#### AIM OF THE TASK
Please output exactly the part of the records below that opens with the line containing "hmm ok where exactly is the snow-covered" and closes with the line containing "hmm ok where exactly is the crystallized", both lines included, and nothing else.

#### PROVIDED RECORDS
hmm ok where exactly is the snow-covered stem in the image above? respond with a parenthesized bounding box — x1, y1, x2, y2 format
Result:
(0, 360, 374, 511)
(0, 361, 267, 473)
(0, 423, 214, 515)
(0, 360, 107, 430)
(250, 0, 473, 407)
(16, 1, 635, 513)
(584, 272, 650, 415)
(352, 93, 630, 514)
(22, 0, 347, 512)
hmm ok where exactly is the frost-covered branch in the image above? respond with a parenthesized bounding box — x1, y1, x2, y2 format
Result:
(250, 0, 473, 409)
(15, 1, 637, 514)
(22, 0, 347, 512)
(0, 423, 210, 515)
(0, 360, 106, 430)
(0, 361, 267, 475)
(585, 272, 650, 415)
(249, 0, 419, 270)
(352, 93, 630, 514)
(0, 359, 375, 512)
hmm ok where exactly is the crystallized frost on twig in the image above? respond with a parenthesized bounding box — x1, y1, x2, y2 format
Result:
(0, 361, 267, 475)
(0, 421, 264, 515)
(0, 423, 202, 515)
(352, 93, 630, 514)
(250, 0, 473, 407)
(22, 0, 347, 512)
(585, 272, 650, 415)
--
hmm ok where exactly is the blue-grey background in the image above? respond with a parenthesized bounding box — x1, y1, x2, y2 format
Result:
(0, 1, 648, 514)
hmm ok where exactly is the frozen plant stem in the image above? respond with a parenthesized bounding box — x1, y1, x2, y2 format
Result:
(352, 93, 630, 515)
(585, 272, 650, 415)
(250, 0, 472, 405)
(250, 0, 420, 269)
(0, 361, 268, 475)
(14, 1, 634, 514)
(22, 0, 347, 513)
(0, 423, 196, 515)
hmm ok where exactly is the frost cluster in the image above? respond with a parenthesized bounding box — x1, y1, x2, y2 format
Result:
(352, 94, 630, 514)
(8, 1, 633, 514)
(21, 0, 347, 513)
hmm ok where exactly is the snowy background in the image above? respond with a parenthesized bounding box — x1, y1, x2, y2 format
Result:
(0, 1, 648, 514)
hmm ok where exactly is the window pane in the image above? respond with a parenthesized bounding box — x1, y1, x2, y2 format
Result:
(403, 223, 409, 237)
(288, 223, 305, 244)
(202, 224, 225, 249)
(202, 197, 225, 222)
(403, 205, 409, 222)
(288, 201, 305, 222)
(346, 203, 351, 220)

#### OUTPUT FOR THIS TASK
hmm ok where exactly is the snow-covered stem in the image above? respond with a parenthesized bounding box — x1, y1, x2, y2 format
Result:
(0, 360, 374, 511)
(0, 361, 267, 473)
(0, 423, 214, 515)
(0, 360, 107, 430)
(250, 0, 473, 407)
(16, 1, 635, 513)
(584, 272, 650, 415)
(352, 93, 630, 514)
(22, 0, 347, 512)
hmm ok where exactly is the frost-covered branch in the image above? respond with a parenthesized bounding box — x1, y1, x2, y2 format
Result:
(250, 0, 473, 409)
(15, 1, 637, 514)
(22, 0, 347, 512)
(0, 423, 210, 515)
(0, 360, 106, 430)
(0, 361, 267, 475)
(585, 272, 650, 415)
(249, 0, 419, 270)
(352, 93, 630, 514)
(0, 359, 375, 512)
hmm ok where exactly is the crystallized frost on twig in the image above? respond with a parenthesized bounding box — x1, y1, x2, y2 format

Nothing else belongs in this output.